- _Coordinate annotation records_
[BEGIN]

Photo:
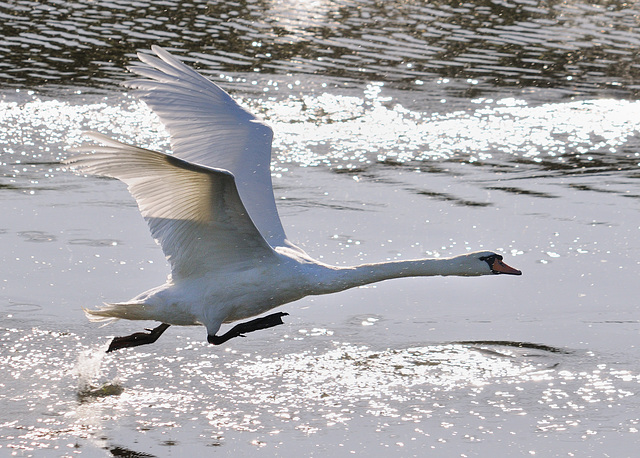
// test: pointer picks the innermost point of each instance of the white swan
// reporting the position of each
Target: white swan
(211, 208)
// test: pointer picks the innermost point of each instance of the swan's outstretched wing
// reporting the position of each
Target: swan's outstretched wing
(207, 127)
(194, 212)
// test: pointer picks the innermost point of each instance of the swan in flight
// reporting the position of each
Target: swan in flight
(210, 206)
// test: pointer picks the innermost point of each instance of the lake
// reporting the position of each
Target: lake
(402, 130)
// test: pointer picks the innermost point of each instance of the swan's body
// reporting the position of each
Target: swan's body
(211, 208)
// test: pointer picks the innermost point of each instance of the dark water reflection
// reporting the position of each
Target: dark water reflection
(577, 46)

[END]
[BEGIN]

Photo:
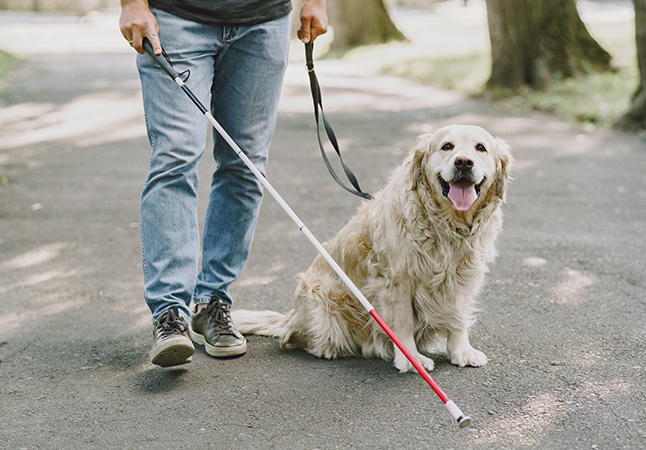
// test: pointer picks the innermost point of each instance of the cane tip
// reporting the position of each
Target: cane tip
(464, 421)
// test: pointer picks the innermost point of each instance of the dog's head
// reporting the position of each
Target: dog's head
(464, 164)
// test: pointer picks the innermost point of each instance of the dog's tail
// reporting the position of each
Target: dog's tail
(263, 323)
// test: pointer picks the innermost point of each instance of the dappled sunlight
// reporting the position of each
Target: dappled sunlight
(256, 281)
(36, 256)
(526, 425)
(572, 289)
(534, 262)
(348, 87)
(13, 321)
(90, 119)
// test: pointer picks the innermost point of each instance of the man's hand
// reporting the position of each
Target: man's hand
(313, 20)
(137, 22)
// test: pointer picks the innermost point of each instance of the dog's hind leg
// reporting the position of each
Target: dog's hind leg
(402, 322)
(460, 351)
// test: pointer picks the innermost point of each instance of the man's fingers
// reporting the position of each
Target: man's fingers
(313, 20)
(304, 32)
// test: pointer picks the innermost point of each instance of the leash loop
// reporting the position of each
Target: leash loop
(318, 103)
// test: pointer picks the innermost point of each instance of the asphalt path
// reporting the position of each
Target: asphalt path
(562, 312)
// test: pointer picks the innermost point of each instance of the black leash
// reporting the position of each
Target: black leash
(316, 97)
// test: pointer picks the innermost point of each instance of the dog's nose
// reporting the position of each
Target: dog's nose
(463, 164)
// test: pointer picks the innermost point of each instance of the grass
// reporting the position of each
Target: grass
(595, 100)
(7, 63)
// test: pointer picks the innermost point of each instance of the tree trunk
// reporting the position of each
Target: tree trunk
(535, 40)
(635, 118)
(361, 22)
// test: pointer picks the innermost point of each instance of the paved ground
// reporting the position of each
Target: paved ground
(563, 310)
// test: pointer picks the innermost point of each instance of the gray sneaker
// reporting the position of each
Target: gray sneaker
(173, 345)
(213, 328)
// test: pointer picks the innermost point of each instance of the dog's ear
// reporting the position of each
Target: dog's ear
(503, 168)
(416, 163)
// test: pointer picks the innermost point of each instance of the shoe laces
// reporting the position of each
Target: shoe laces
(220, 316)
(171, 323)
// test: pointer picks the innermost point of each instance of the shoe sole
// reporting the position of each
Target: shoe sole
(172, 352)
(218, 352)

[END]

- _GIVEN REQUEST_
Report each line above that contains the word "swan", copying it in full. Case counts.

- _RESULT FOR THIS EXERCISE_
// test: pointer picks the innermost point of each instance of the white swan
Target: white swan
// test: pointer picks the innermost point of each instance of the swan's outstretched wing
Target: swan's outstretched wing
// test: pointer picks the innermost point of each instance of the swan in flight
Target: swan in flight
// test: pointer picks the innermost point of each instance of the swan's body
Target: swan's body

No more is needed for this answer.